→ **Texto del ejercicio**

Guerras, destrucción a causa de las guerras, víctimas de las guerras, personas desplazadas por las guerras, desgraciadamente, las hay todos los días del calendario y en diferentes puntos del planeta. Sin embargo, cuando una de dichas guerras, por la razón que sea y, obviamente, con ayuda de los medios de comunicación, traspasa las fronteras que separan los sucesos lejanos intrascendentes, de los acontecimientos que precisan nuestra atención preferencial y deben preocuparnos, es cuando se alzan las voces del «No a la guerra».
Y es bueno que sea así, siempre que ese «No a la guerra»  constituya realmente un alegato en pro del cese del conflicto en cuestión. Porque estamos demasiado acostumbrados, también por desgracia, a contemplar cómo, en dichos contextos, muchas de esas expresiones de supuesta solidaridad pacifista, en realidad, más que paz, piden más guerra.

→ **Datos proporcionados**

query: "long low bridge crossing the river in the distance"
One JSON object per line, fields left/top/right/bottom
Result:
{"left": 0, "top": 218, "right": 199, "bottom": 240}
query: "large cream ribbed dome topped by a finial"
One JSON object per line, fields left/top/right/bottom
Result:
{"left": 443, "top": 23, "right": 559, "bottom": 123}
* * *
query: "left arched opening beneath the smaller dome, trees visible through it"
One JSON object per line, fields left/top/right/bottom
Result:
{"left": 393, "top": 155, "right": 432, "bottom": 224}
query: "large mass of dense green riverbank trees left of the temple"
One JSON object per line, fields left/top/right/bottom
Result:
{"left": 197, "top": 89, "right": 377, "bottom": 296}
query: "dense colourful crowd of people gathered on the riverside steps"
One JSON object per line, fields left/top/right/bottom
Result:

→ **Consigna 1**
Transcribe sin ningún cambio el fragmento del texto sobre el «No a la guerra» que va desde "Y es bueno que" hasta "piden más guerra.".
→ **Consigna 2**
Prolonga el texto sobre el «No a la guerra» a partir de su última oración.
Los ítems no se necesitan para nada en este ejercicio.

→ **Respuesta escrita 1**
Y es bueno que sea así, siempre que ese «No a la guerra»  constituya realmente un alegato en pro del cese del conflicto en cuestión. Porque estamos demasiado acostumbrados, también por desgracia, a contemplar cómo, en dichos contextos, muchas de esas expresiones de supuesta solidaridad pacifista, en realidad, más que paz, piden más guerra.

→ **Respuesta escrita 2**
Estos días hemos escuchado cómo el presidente de España, Pedro Sánchez, afirmaba que entregar armamento bélico a las fuerzas armadas de Ucrania es una forma de compromiso con la paz. Todavía más contundente, Josep Borrell, otro histórico del PSOE, quien, desde su alto cargo europeo, justificaba la participación bélica de la UE en el conflicto de Ucrania porque «nadie puede invocar la resolución pacífica de los conflictos; … Las fuerzas del mal … siguen vivas». Brutal. Desgraciadamente hay muchísima gente que piensa así; que es imperioso intervenir militarmente en una guerra más o menos lejana y ajena para desequilibrar la relación de fuerzas y otorgar la victoria en el campo de batalla a las víctimas, que vienen a ser «los buenos», y parar los pies, así como castigar, a la parte agresora, esto es, «los malos». Quiero suponer que no es necesario ahondar en lo mucho que los diversos medios de comunicación tienen que ver con la generación de estos estados de opinión simplistas, duales y maniqueos. Vistas así las cosas, la postura pacifista, que reniega de cualquier tipo de solución militar y quiere apostar por medios exclusivamente pacíficos para abordar ese tipo de escenarios, es vista, en el mejor de los casos, como una suerte de inútil brindis al sol y, en el peor, como una forma de colaborar con los agresores y, por lo tanto, de contraer responsabilidad con todo lo que pueda sucederle a la parte agredida.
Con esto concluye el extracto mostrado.